··· RECORDS TO PROCESS
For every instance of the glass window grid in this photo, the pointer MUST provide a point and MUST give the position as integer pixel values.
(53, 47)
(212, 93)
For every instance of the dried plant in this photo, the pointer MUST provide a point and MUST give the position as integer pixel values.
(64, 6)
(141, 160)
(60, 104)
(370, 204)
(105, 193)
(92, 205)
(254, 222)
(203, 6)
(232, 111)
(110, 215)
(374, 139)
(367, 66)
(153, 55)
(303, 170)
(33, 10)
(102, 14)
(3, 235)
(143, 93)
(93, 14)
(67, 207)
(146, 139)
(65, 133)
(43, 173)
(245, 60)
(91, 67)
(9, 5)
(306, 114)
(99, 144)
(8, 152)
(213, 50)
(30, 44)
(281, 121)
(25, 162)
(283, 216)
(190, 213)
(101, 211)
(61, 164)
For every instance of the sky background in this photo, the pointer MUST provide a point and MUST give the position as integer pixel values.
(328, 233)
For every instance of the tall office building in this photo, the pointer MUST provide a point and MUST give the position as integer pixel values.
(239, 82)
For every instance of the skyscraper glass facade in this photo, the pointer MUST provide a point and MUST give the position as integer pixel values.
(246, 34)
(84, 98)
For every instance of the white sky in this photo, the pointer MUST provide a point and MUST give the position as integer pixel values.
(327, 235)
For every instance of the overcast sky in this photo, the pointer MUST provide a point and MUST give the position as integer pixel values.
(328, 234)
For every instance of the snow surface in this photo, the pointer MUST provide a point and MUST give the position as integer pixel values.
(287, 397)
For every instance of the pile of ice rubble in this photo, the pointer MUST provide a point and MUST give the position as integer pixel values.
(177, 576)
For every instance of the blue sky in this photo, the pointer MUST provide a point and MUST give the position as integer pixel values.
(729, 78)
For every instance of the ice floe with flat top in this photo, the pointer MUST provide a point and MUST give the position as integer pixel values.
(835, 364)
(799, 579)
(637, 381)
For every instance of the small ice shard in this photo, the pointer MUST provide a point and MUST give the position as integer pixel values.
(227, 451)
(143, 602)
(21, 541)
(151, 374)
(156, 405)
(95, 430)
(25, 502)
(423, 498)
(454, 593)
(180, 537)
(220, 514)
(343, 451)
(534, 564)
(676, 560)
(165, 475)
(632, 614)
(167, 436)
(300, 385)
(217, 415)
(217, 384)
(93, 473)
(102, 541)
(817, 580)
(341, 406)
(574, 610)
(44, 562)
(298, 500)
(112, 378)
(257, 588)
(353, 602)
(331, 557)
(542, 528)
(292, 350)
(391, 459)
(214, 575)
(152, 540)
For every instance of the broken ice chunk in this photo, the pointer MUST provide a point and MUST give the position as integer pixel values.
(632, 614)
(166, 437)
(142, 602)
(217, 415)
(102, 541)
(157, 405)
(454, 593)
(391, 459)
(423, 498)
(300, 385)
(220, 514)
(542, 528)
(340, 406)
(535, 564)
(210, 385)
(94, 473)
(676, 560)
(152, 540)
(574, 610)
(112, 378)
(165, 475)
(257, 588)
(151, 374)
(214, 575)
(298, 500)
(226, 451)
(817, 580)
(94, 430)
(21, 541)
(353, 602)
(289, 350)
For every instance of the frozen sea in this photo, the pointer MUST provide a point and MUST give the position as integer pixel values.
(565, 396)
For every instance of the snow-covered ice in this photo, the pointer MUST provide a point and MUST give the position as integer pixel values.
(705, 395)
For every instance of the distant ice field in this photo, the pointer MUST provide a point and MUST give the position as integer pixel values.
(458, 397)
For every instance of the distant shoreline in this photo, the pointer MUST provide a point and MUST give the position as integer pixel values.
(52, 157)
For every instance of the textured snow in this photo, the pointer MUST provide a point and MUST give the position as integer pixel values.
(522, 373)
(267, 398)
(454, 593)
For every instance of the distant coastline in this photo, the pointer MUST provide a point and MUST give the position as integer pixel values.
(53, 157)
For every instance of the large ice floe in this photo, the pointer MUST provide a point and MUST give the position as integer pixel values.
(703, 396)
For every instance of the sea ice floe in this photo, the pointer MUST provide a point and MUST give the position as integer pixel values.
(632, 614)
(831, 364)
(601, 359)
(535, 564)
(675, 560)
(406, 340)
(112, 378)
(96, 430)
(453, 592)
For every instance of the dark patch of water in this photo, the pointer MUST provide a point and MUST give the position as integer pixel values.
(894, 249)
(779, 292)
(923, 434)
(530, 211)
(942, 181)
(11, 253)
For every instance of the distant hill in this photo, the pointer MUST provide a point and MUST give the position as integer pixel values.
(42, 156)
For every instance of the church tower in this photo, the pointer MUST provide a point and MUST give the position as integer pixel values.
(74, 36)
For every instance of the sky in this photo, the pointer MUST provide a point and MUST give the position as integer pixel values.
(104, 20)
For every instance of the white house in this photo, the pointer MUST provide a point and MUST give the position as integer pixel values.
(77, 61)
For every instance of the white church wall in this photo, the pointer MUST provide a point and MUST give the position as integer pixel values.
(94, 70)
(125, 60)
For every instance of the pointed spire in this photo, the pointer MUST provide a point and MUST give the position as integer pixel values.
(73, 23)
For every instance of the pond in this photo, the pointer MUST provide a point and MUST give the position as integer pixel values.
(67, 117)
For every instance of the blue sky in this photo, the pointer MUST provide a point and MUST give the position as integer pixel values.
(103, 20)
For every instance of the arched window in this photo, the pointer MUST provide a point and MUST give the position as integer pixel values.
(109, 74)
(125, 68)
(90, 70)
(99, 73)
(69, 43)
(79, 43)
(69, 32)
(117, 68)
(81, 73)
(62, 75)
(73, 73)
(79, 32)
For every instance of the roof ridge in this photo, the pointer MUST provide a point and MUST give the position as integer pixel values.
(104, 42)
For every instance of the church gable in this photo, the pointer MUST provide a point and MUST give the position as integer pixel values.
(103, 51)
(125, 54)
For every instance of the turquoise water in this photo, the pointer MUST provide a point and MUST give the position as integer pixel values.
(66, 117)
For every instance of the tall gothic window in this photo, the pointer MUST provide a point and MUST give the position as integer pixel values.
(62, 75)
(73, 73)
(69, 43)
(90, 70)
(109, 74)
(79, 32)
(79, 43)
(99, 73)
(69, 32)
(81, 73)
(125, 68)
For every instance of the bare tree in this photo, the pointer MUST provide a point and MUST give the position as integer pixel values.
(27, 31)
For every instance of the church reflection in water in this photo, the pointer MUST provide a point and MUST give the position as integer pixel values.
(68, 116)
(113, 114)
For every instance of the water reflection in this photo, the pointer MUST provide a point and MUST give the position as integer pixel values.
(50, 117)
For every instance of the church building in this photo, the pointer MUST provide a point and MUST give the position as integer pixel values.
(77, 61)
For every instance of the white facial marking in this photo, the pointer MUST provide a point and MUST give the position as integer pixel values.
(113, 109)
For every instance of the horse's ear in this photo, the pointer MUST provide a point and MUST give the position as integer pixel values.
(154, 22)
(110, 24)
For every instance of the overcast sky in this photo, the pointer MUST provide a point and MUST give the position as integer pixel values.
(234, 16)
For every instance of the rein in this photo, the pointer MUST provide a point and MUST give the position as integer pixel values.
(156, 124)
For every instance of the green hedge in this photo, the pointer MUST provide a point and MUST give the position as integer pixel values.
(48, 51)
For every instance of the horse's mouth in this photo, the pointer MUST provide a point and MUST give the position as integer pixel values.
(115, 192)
······
**EXERCISE DESCRIPTION:**
Set down the entries verbatim, leaving none out.

**EXPECTED OUTPUT:**
For every instance of the glass window grid in this photo, the pointer MUST provide a point and MUST give the position as integer pixel values.
(53, 47)
(212, 93)
For every instance of the dried plant in this photo, the pointer MUST provide a point and MUST give the position as integer pixel values.
(64, 6)
(141, 160)
(60, 104)
(370, 204)
(105, 193)
(92, 205)
(254, 222)
(203, 6)
(232, 111)
(110, 215)
(374, 139)
(367, 66)
(153, 55)
(303, 170)
(33, 10)
(102, 14)
(3, 235)
(143, 93)
(93, 14)
(67, 207)
(146, 139)
(65, 133)
(43, 173)
(245, 60)
(91, 67)
(9, 5)
(306, 114)
(99, 144)
(8, 152)
(213, 50)
(30, 44)
(281, 121)
(25, 162)
(283, 216)
(190, 213)
(101, 211)
(61, 164)
For every instance of the sky background in this photo, the pointer MUST provide a point and MUST give the position as integer pixel values.
(328, 233)
For every instance of the tall office building in this photo, the pointer MUST provide a point and MUST give the position as integer pixel values.
(239, 82)
For every instance of the skyscraper glass facade in this photo, the pointer MUST provide a point and MUST give the position as integer pixel values.
(246, 34)
(84, 98)
For every instance of the white sky in this photo, the pointer MUST provide a point and MUST give the position as integer pixel values.
(327, 235)
For every instance of the overcast sky in this photo, the pointer MUST provide a point and MUST give the position as integer pixel values.
(328, 234)
For every instance of the snow surface in this photo, the pointer MUST provide a point and MUST give the position as integer pixel values.
(287, 397)
For every instance of the pile of ice rubble in this photo, the pointer MUST provide a point and MUST give the position as integer pixel values.
(177, 576)
For every instance of the blue sky in this photo, the pointer MUST provide a point and MUST give the position as integer pixel values.
(729, 78)
For every instance of the ice floe with flat top in this photo, the pointer MUST provide a point and MUST give the position as integer pixel values.
(835, 364)
(799, 579)
(637, 381)
For every instance of the small ice shard in this photo, the pointer MUST provide a point and MUST give the position as integer pixel values.
(227, 451)
(143, 602)
(21, 541)
(151, 374)
(156, 405)
(95, 430)
(25, 502)
(423, 498)
(454, 593)
(180, 537)
(220, 514)
(343, 451)
(534, 564)
(676, 560)
(165, 475)
(632, 614)
(167, 436)
(300, 385)
(217, 415)
(217, 384)
(93, 473)
(102, 541)
(817, 580)
(341, 406)
(574, 610)
(44, 562)
(298, 500)
(112, 378)
(257, 588)
(353, 602)
(331, 557)
(542, 528)
(292, 350)
(391, 459)
(214, 575)
(152, 540)
For every instance of the broken ice chunk in this photo, the pointer MUST provide a point and MUST give the position as integer pixel values.
(632, 614)
(166, 437)
(142, 602)
(217, 415)
(102, 541)
(157, 405)
(454, 593)
(391, 459)
(423, 498)
(300, 385)
(220, 514)
(542, 528)
(340, 406)
(535, 564)
(210, 385)
(94, 473)
(676, 560)
(152, 540)
(574, 610)
(112, 378)
(165, 475)
(257, 588)
(151, 374)
(214, 575)
(298, 500)
(226, 451)
(817, 580)
(94, 430)
(21, 541)
(353, 602)
(289, 350)
For every instance of the frozen sea in this photo, the pointer MUST provide a point and MUST give the position as integer pixel values.
(565, 396)
For every instance of the snow-covered ice in this photo, the pointer MUST provide a point and MUST give the position as integer pixel values.
(705, 395)
For every instance of the distant ice field in this photo, the pointer MUST provide a point and MUST give the position as integer pixel values.
(458, 397)
For every instance of the distant shoreline in this photo, the pointer MUST provide a point and MUST give the position as integer pixel values.
(52, 157)
For every instance of the textured snow in this photo, the pointer MUST provide a point and MUST give the position as integer pixel values.
(522, 373)
(267, 398)
(454, 593)
For every instance of the distant coastline in this photo, the pointer MUST provide a point and MUST give the position as integer pixel values.
(53, 157)
For every instance of the large ice floe in this photo, the pointer MUST provide a point and MUST give the position as integer pixel values.
(703, 396)
For every instance of the sea ice floe in this photo, the pointer MUST provide a point and MUST give the position as integer pixel values.
(632, 614)
(831, 364)
(601, 359)
(535, 564)
(675, 560)
(406, 340)
(112, 378)
(96, 430)
(453, 592)
For every instance of the dark patch of water in this photo, the pointer MUST provide a point and MUST give the position as integer pixel values.
(894, 249)
(779, 292)
(923, 434)
(530, 211)
(942, 181)
(11, 253)
For every instance of the distant hill in this photo, the pointer MUST provide a point and MUST give the position as integer pixel values.
(42, 156)
For every instance of the church tower in this photo, the pointer MUST provide a point and MUST give the position as integer pixel values.
(74, 36)
For every instance of the sky in this photo, the pointer MUST provide a point and MUST give the position as integer pixel values.
(104, 20)
For every instance of the white house in this photo, the pointer MUST provide a point and MUST give the position as integer pixel values.
(77, 61)
For every instance of the white church wall in this photo, the pointer MUST provide a point and MUST give the position as integer pixel values.
(94, 70)
(125, 60)
For every instance of the pointed spire in this photo, the pointer MUST provide a point and MUST give the position as integer pixel values.
(73, 23)
For every instance of the pond in this photo, the pointer MUST provide a point and MUST give the position as integer pixel values.
(67, 117)
For every instance of the blue sky in this photo, the pointer MUST provide a point and MUST give the position as integer pixel values.
(103, 20)
For every instance of the arched window in this photo, the pointer MUST provide a point and MUST give the position as integer pixel values.
(109, 74)
(125, 68)
(90, 70)
(99, 73)
(69, 43)
(79, 43)
(69, 32)
(117, 68)
(81, 73)
(62, 75)
(73, 73)
(79, 32)
For every instance of the roof ridge in this photo, the pointer MUST provide a point and MUST give the position as integer pixel values.
(104, 42)
For every instance of the church gable in this photo, the pointer MUST provide a point and MUST give the position as integer pixel values.
(103, 51)
(125, 54)
For every instance of the turquoise water in this photo, the pointer MUST provide a point and MUST give the position as integer pixel values.
(66, 117)
For every instance of the tall gothic window in this photo, the pointer MUST provide a point and MUST give the position as integer pixel values.
(62, 75)
(73, 73)
(69, 43)
(90, 70)
(109, 74)
(79, 32)
(79, 43)
(99, 73)
(69, 32)
(81, 73)
(125, 68)
For every instance of the bare tree in this photo, the pointer MUST provide a point and MUST give the position as integer pixel values.
(27, 31)
For every instance of the church reflection in water in this photo, the pointer MUST provide a point and MUST give the position as integer pixel values.
(68, 116)
(113, 114)
For every instance of the water reflection in this photo, the pointer MUST provide a point and MUST give the position as integer pixel values.
(50, 117)
For every instance of the church building in this photo, the pointer MUST provide a point and MUST give the position as integer pixel values.
(77, 61)
For every instance of the white facial marking in this photo, the pointer MUST provide a point and MUST give the position as integer pixel values.
(113, 109)
For every instance of the horse's ear in this photo, the pointer MUST provide a point and MUST give the position as integer pixel values.
(154, 22)
(110, 24)
For every instance of the overcast sky in this photo, the pointer MUST provide a point and MUST give the position as integer pixel values.
(234, 16)
For every instance of the rein in this photo, the pointer MUST provide a point and MUST give the position as integer pixel values.
(156, 124)
For every instance of the green hedge in this photo, the pointer MUST provide a point and MUST give the position as integer pixel values.
(48, 51)
For every instance of the horse's mouth in this photo, the pointer MUST provide a point and MUST give the position as integer pixel values.
(115, 192)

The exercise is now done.